課題の要件: 配当生活についての提示文から、「配当生活を実現するためには、」を含む語句で始まり「の投資元本が必要となります。」で終わる部分を、一字一句変えずに書き写せ。

配当生活を実現するためには、まず配当所得の基本的な仕組みと、必要となる資金規模を理解することが重要です。
配当所得とは何か
配当所得とは、株式や出資を保有することで法人から受け取る利益の配当や分配に係る所得を指します。具体的には、株式の配当金、投資信託の分配金、投資法人からの金銭分配などが該当する所得です。
配当所得の金額は、収入金額(源泉徴収税額を差し引く前の金額)から、株式などを取得するための借入金の利子を差し引いて計算されます。
配当生活に必要な資金の目安
配当生活を実現するために必要な資金は、目標とする年間生活費と配当利回りによって決まります。
一般的に高配当株といわれる銘柄の配当利回りは4%前後とされています。仮に年間生活費を300万円と設定した場合、配当利回り4%で運用するには7,500万円の投資資金が必要になる計算です。年間生活費が500万円であれば、1億2,500万円の投資元本が必要となります。
ただし、これらは税引き前の金額であり、実際には税金を考慮する必要があることに注意が必要です。

出典資料:
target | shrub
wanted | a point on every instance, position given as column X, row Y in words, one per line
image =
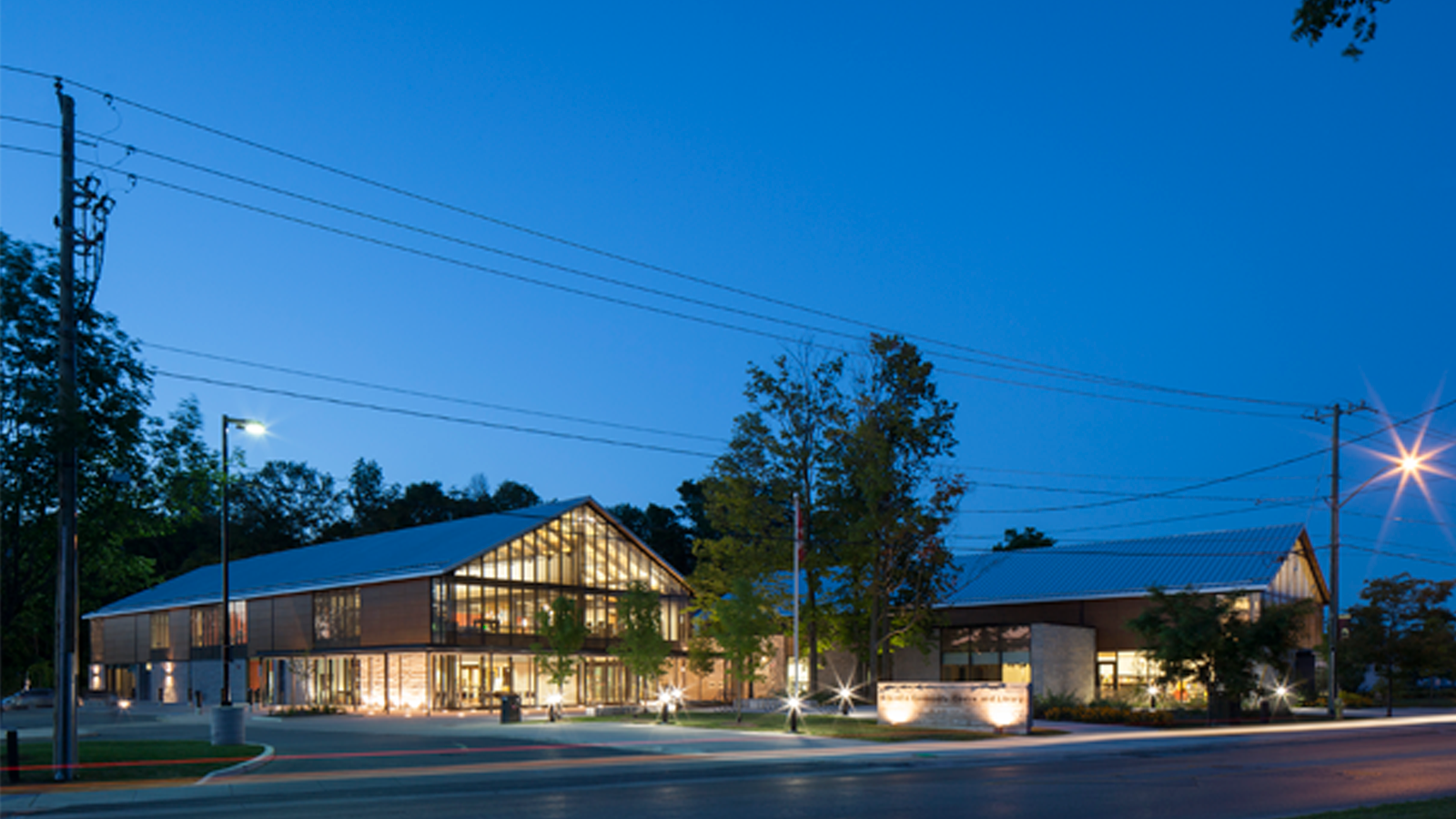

演習の解答:
配当生活を実現するためには、まず配当所得の基本的な仕組みと、必要となる資金規模を理解することが重要です。
配当所得とは何か
配当所得とは、株式や出資を保有することで法人から受け取る利益の配当や分配に係る所得を指します。具体的には、株式の配当金、投資信託の分配金、投資法人からの金銭分配などが該当する所得です。
配当所得の金額は、収入金額(源泉徴収税額を差し引く前の金額)から、株式などを取得するための借入金の利子を差し引いて計算されます。
配当生活に必要な資金の目安
配当生活を実現するために必要な資金は、目標とする年間生活費と配当利回りによって決まります。
一般的に高配当株といわれる銘柄の配当利回りは4%前後とされています。仮に年間生活費を300万円と設定した場合、配当利回り4%で運用するには7,500万円の投資資金が必要になる計算です。年間生活費が500万円であれば、1億2,500万円の投資元本が必要となります。